== SOURCE RECORDS ==
■ ■ ■

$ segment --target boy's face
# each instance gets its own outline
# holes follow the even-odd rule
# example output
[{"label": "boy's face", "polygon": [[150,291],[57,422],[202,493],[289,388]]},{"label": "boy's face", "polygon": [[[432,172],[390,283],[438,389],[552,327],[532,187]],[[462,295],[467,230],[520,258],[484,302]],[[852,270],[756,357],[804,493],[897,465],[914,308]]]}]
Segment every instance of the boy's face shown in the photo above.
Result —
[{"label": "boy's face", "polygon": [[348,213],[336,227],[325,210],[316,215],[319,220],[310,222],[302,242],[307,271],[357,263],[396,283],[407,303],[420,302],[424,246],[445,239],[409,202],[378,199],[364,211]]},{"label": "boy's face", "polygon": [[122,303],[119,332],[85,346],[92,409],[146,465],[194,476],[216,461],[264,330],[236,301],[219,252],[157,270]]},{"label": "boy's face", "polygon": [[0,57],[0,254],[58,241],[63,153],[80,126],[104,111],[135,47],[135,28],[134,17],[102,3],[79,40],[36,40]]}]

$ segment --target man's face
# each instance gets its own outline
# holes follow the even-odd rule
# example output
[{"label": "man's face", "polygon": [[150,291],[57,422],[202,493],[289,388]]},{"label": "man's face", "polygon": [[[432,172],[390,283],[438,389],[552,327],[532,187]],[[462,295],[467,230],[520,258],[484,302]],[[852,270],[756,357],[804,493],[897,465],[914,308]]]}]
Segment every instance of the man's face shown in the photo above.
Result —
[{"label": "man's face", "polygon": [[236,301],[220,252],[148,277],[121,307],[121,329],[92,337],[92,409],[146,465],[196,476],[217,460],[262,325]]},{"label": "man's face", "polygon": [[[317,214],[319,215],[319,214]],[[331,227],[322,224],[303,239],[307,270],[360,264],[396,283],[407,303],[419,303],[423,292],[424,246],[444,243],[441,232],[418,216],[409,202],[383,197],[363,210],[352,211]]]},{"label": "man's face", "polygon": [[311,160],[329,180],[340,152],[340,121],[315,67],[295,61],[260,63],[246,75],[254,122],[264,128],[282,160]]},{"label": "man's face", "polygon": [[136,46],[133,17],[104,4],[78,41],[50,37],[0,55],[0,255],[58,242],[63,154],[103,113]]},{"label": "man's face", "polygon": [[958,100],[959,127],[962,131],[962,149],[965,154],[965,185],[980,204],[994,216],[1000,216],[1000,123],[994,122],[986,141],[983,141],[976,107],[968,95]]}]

■ ■ ■

== OBJECTIVE ==
Please gather each line of the data above that contains the string "target". Case counts, so only lines with a case-sensitive match belong.

== ANSWER ==
$ segment --target boy's face
$ segment --target man's face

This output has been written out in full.